[Dataset excerpts start]
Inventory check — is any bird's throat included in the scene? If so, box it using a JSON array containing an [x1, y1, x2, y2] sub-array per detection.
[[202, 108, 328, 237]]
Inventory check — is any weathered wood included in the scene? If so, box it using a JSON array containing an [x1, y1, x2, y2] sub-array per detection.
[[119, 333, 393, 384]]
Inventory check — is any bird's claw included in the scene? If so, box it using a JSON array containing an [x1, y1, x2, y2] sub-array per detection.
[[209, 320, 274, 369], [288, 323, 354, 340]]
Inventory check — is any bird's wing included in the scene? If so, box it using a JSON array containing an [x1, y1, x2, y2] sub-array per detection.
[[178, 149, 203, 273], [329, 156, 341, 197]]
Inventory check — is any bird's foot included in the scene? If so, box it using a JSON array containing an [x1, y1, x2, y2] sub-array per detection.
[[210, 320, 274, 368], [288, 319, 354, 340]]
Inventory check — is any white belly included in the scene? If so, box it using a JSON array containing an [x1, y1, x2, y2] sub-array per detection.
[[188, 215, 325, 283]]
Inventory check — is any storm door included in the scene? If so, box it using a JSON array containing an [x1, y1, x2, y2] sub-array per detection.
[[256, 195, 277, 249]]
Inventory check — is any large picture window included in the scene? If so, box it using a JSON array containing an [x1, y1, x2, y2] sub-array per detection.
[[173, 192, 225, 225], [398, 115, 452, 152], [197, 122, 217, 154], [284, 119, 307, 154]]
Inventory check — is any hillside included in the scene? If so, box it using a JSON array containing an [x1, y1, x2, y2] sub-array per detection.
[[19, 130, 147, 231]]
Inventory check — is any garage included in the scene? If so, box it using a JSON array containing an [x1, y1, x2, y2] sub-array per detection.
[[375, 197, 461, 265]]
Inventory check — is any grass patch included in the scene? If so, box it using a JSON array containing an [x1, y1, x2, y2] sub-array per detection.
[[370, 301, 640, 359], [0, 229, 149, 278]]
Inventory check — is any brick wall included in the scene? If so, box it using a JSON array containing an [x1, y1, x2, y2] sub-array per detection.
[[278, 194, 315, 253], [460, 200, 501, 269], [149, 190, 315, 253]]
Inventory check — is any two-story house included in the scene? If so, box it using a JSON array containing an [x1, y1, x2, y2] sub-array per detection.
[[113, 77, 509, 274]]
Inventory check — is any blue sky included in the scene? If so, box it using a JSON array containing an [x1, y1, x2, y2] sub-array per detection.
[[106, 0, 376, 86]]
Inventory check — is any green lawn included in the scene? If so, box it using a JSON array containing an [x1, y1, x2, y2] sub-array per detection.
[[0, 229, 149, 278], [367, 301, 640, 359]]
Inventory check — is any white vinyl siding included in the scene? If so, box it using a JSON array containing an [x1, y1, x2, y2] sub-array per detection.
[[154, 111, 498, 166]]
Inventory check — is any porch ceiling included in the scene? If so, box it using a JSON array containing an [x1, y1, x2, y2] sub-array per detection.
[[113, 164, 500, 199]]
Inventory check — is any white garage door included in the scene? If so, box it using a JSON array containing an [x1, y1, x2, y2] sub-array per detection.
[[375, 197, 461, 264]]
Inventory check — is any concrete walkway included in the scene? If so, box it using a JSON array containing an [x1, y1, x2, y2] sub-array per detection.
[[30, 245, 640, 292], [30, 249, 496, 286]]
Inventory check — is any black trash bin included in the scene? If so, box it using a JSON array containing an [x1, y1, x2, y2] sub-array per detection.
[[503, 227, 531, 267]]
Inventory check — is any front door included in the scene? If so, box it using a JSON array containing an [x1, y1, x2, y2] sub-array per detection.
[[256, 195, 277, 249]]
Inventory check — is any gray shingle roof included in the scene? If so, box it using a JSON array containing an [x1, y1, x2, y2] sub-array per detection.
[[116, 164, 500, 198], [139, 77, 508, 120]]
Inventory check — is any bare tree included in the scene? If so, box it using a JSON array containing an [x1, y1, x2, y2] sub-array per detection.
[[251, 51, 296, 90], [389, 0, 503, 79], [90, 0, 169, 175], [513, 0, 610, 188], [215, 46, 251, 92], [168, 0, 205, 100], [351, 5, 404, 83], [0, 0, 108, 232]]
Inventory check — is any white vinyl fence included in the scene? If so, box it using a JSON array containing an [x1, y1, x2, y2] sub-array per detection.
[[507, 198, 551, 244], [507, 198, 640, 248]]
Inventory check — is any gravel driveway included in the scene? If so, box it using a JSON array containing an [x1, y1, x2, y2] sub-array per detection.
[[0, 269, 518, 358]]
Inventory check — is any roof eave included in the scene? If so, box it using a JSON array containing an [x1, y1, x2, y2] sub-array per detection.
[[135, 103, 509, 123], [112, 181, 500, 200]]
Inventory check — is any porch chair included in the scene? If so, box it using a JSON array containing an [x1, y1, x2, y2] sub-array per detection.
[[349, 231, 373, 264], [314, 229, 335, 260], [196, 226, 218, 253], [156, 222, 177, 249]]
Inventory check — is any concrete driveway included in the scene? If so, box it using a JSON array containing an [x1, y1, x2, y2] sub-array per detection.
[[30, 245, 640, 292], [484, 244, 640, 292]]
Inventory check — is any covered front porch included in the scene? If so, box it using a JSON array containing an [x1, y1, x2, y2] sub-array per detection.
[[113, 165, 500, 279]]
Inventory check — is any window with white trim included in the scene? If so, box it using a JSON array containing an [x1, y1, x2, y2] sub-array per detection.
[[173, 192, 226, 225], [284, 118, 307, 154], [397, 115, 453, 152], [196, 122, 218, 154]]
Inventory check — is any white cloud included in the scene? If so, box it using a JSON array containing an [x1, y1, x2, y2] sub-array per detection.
[Dataset excerpts end]
To do
Copy the lines from the one containing "Inventory check — is any window" to the one containing "122, 218, 154]]", switching "white trim" to "black trim" and leaving everything else unchanged.

Result of the exercise
Inventory check — is any window with black trim included in the scene? If so, box it using a JSON array containing an [x1, y1, x2, y2] sub-array per detection.
[[173, 192, 226, 225], [284, 118, 307, 154], [397, 115, 453, 152], [196, 122, 218, 154]]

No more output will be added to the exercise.